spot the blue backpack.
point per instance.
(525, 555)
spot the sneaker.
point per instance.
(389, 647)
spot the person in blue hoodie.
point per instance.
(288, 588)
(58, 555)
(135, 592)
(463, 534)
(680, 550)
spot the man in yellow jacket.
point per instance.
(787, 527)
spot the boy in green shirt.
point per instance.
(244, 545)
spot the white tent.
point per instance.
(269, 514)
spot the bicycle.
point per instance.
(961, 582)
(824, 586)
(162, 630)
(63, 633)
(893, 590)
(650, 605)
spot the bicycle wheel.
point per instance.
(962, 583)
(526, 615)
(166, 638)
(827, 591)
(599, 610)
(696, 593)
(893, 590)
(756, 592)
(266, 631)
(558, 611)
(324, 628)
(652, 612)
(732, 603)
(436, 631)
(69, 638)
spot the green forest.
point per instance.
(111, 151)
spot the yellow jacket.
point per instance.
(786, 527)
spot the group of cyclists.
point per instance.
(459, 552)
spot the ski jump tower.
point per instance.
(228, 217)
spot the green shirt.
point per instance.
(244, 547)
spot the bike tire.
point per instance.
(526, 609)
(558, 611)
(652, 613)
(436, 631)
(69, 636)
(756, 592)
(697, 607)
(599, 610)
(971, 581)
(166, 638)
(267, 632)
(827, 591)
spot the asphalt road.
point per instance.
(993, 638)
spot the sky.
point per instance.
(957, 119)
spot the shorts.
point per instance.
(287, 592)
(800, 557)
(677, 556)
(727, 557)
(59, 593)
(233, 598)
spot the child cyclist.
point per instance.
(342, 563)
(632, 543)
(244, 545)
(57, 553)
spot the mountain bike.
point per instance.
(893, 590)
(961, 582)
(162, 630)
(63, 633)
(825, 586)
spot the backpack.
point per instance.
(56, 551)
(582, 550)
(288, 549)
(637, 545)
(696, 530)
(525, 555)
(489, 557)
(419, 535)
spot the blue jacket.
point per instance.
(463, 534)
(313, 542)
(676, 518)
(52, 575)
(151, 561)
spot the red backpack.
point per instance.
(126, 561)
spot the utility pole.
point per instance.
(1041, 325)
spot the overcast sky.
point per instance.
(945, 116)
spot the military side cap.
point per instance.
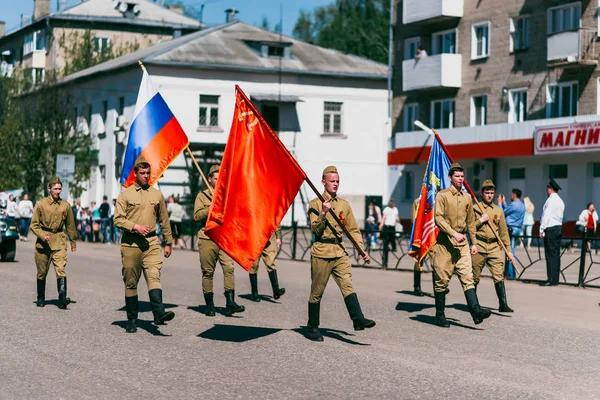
──────────────────────────────
EXERCISE AIM:
From the first line to the last, please copy the data exactly, with the pictures left out.

ANSWER:
spot the blue backpack.
point per instance.
(525, 555)
spot the sneaker.
point per instance.
(389, 647)
spot the person in blue hoodie.
point per instance.
(288, 588)
(58, 555)
(135, 592)
(463, 534)
(680, 550)
spot the man in yellow jacket.
point per instance.
(787, 527)
spot the boy in green shirt.
point per instance.
(244, 545)
spot the white tent.
point per instance.
(269, 514)
spot the bicycle.
point per instance.
(961, 582)
(824, 586)
(162, 630)
(63, 633)
(893, 590)
(650, 605)
spot the bicycle wheel.
point per instance.
(962, 583)
(526, 615)
(166, 638)
(827, 591)
(599, 610)
(696, 593)
(893, 590)
(756, 592)
(266, 631)
(558, 611)
(324, 628)
(652, 612)
(732, 603)
(436, 631)
(69, 638)
spot the green forest.
point per instance.
(111, 151)
spot the yellow jacket.
point per instance.
(786, 527)
spot the group of cyclists.
point per instance.
(459, 552)
spot the ski jump tower.
point per instance.
(228, 217)
spot the green shirt.
point per instance.
(244, 547)
spot the bike tire.
point per instance.
(526, 609)
(558, 611)
(652, 613)
(436, 631)
(69, 636)
(756, 592)
(697, 607)
(599, 610)
(971, 581)
(166, 638)
(267, 632)
(827, 591)
spot the asphalt road.
point per instance.
(993, 638)
spot the sky.
point per instance.
(957, 119)
spot the shorts.
point per instance.
(287, 592)
(800, 557)
(677, 556)
(727, 557)
(59, 593)
(233, 598)
spot the child cyclist.
point per instance.
(342, 563)
(632, 543)
(244, 545)
(57, 553)
spot the mountain bike.
point per instance.
(893, 590)
(961, 582)
(162, 630)
(63, 633)
(825, 586)
spot the backpack.
point per instance.
(56, 551)
(582, 550)
(288, 549)
(637, 545)
(696, 530)
(525, 555)
(489, 557)
(419, 535)
spot the blue jacket.
point per instance.
(463, 534)
(313, 542)
(676, 518)
(52, 575)
(151, 561)
spot the red backpack.
point per instance.
(126, 561)
spot the utility pole.
point per instance.
(1041, 325)
spot the overcast sky.
point per instance.
(945, 116)
spot the military side cap.
point per instance.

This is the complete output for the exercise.